Fragmento seleccionado
----
Volcán

Fotos

Estos días estamos viendo en directo la destrucción implacable de un edén secreto que parecía retar al tiempo

La isla de La Palma es un paraíso que desafía al océano, a la Tierra –al interior ardiente de la Tierra– y aún le sobran fuerzas para tratar de conquistar el cielo. Es la Isla Bonita, el lugar elegido por humanos y dioses antiguos para embriagarse de sol, de mar, de estrellas. Sus habitantes siempre han sabido que viven bajo el volcán, pero el peligro compensa con creces la oportunidad de habitar en un lugar de ensueño, hermoso y salvaje como pocos.

Estos días estamos viendo en directo la destrucción implacable de un edén secreto que parecía retar al tiempo. Conmueven las tragedias personales, íntimas, devastadoras que están sufriendo los habitantes de la isla, siempre acogedores y pródigos con el forastero, como suelen serlo esos elegidos, en todas las latitudes del mundo, acostumbrados a vivir rodeados de belleza. Pero también incomoda ver cómo hay quien saca réditos, o lo intenta, de la miseria que ha esparcido el volcán y su furia abrasadora, que empieza a cubrir lo que era orden y calma con ceniza negra candente, como si se tratara de una metáfora de la situación. La codicia también se alimenta de desdicha, y es capaz de monetizarla de muchas maneras, y aunque el espectáculo en directo de las evoluciones del volcán puede ser necesario –es científicamente instructivo–, hacer un show del desamparo y las tribulaciones de los palmeros que lo han perdido todo, exhibiéndolo como un logro, parece algo ruin y superfluo.

Los damnificados por la erupción, por otro lado, no necesitan caridad, en el sentido vulgar que entendemos hoy como «limosna», en todo caso precisarían la caridad en su acepción griega de «amor fraternal», y desde luego requieren ayuda –por parte de las autoridades–, y solidaridad –del resto de sus compatriotas–. Eso necesitan, y no las fotos de quienes envían imágenes, en vez de hechos, a una opinión pública fascinada por la catástrofe natural, que muchas veces no va más allá de las instantáneas, mudas y equívocas. Porque no es cierto que una imagen valga más que mil palabras: una palabra puede valer, o costar, mucho más que mil imágenes.
----
Datos almacenados
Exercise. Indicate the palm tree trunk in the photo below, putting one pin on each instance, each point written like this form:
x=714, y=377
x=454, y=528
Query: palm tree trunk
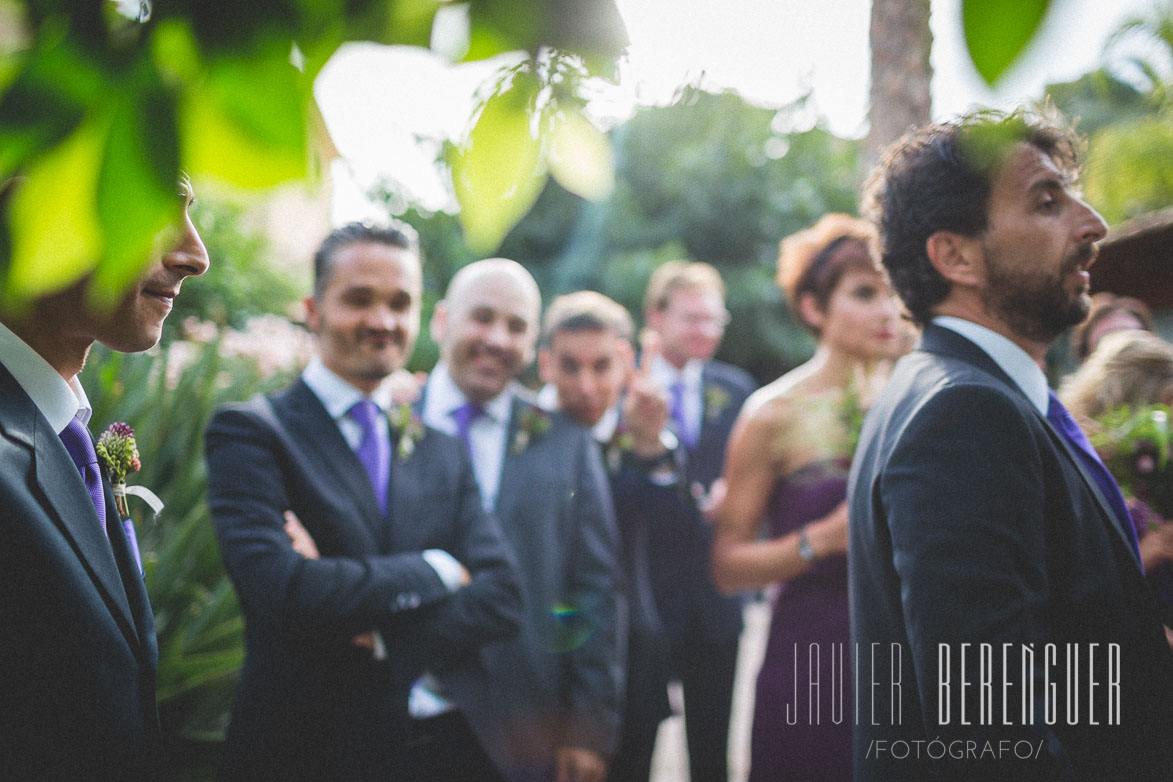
x=901, y=73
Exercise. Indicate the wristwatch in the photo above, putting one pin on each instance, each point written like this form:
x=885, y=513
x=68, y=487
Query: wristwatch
x=805, y=551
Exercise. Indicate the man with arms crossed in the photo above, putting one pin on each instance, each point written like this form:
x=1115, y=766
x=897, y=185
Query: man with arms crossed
x=402, y=573
x=78, y=651
x=978, y=515
x=684, y=305
x=549, y=702
x=588, y=361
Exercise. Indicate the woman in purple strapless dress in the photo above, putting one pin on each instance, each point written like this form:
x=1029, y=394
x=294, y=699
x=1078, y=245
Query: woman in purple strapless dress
x=787, y=464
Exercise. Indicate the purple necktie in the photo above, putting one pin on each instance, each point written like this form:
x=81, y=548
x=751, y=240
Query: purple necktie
x=465, y=415
x=76, y=440
x=682, y=420
x=1060, y=419
x=373, y=451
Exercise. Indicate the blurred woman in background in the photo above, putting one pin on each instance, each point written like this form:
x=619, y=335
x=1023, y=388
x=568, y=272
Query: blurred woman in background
x=787, y=463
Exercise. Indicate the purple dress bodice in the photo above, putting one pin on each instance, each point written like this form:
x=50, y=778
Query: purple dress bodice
x=809, y=616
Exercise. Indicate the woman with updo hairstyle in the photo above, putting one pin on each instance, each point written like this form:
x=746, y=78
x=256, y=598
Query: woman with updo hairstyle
x=1134, y=368
x=1106, y=314
x=787, y=463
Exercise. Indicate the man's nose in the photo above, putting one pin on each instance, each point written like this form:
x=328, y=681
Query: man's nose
x=189, y=256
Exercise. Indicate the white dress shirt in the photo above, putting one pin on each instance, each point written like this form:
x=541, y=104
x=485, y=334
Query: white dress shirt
x=690, y=374
x=486, y=434
x=338, y=396
x=58, y=400
x=1009, y=356
x=603, y=429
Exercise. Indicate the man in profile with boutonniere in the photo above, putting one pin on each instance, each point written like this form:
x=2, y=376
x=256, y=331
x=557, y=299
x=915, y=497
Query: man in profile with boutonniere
x=368, y=573
x=684, y=306
x=78, y=650
x=1003, y=629
x=548, y=704
x=587, y=359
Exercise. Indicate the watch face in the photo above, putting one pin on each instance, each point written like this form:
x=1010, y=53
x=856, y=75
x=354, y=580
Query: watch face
x=805, y=551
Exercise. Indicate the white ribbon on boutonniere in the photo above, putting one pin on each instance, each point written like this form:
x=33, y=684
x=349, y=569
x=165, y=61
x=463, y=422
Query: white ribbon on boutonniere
x=531, y=424
x=408, y=426
x=119, y=451
x=717, y=401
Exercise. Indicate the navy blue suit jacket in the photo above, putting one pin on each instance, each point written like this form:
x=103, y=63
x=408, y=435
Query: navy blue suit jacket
x=560, y=682
x=311, y=705
x=973, y=521
x=691, y=607
x=78, y=650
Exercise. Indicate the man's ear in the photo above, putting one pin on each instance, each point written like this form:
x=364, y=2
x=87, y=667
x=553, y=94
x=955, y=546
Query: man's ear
x=544, y=366
x=312, y=317
x=957, y=258
x=439, y=324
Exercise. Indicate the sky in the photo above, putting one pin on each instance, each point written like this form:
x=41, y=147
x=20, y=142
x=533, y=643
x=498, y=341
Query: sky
x=387, y=107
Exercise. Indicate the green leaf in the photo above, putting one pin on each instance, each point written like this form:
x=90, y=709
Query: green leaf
x=497, y=26
x=55, y=231
x=248, y=123
x=500, y=170
x=581, y=157
x=404, y=21
x=137, y=189
x=998, y=31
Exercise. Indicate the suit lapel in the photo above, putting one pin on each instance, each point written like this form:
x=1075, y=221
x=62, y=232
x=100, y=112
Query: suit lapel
x=946, y=341
x=67, y=500
x=320, y=442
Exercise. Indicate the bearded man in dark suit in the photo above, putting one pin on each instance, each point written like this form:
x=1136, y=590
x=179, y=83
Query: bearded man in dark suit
x=78, y=650
x=1002, y=624
x=684, y=306
x=388, y=572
----
Tareas por realizar
• 1. Reescribe en forma de lista el párrafo del fragmento que empieza con «Los damnificados por la erupción» y conserva sus ideas principales.
• 2. Contesta brevemente estas preguntas sobre el fragmento:
(a) ¿Con qué sobrenombre se designa a la isla de La Palma?
(b) ¿Con qué empieza a cubrir el volcán lo que era orden y calma?
(c) ¿Por qué puede ser necesario el espectáculo en directo de las evoluciones del volcán?
Responde basándote únicamente en el fragmento y no en el listado.

Soluciones
• 1.
- Los damnificados por la erupción no necesitan caridad entendida como «limosna».
- En todo caso, precisarían la caridad en su acepción griega de «amor fraternal».
- Requieren ayuda de las autoridades y solidaridad del resto de sus compatriotas.
- No necesitan las fotos de quienes envían imágenes, en vez de hechos, a una opinión pública fascinada por la catástrofe.
- Una imagen no vale más que mil palabras: una palabra puede valer, o costar, mucho más que mil imágenes.

• 2.
(a) La Isla Bonita.
(b) Con ceniza negra candente.
(c) Porque es científicamente instructivo.